─── SOURCE PASSAGE ───

Not all grading systems separate decisions regarding the quality of evidence from strength of recommendations. Those that fail to do so create confusion. High quality evidence doesn’t necessarily imply strong recommendations, and strong recommendations can arise from low quality evidence.
For example, patients who experience a first deep venous thrombosis with no obvious provoking factor must, after the first months of anticoagulation, decide whether to continue taking warfarin long term. High quality randomised controlled trials show that continuing warfarin will decrease the risk of recurrent thrombosis but at the cost of increased risk of bleeding and inconvenience. Because patients with varying values and preferences will make different choices, guideline panels addressing whether patients should continue or terminate warfarin should—despite the high quality evidence—offer a weak recommendation.
Consider the decision to administer aspirin or paracetamol (acetaminophen) to children with chicken pox. Observational studies have observed an association between aspirin administration and Reye’s syndrome.9
Because aspirin and paracetamol are similar in their analgesic and antipyretic effects, the low quality evidence regarding the association between aspirin and Reye’s syndrome does not preclude a strong recommendation for paracetamol.
Systems that classify “expert opinion” as a category of evidence also create confusion. Judgment is necessary for interpretation of all evidence, whether that evidence is high or low quality. Expert reports of their clinical experience should be explicitly labelled as very low quality evidence, along with case reports and other uncontrolled clinical observations.
Grading systems that are simple with respect to judgments both about the quality of the evidence and the strength of recommendations facilitate use by patients, clinicians, and policy makers.1
Detailed and explicit criteria for ratings of quality and grading of strength will make judgments more transparent to those using guidelines and recommendations.
Although many grading systems to some extent meet these criteria,1
a plethora of systems makes their use difficult for frontline clinicians. Understanding a variety of systems is neither an efficient nor a realistic use of clinicians’ time. The GRADE system is used widely: the World Health Organization, the American College of Physicians, the American Thoracic Society, UpToDate (an electronic resource widely used in North America, www.uptodate.com
), and the Cochrane Collaboration are among the more than 25 organisations that have adopted GRADE. This widespread adoption of GRADE reflects GRADE’s success as a methodologically rigorous, user friendly grading system.

─── EXERCISE DATA ───

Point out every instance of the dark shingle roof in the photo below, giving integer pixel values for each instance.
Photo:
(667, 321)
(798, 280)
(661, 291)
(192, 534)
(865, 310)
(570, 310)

───

List every organization that the passage on grading systems names as having adopted GRADE. The records have nothing to do with the passage on grading systems.

[YOUR SOLUTION]:
- World Health Organization
- American College of Physicians
- American Thoracic Society
- UpToDate
- Cochrane Collaboration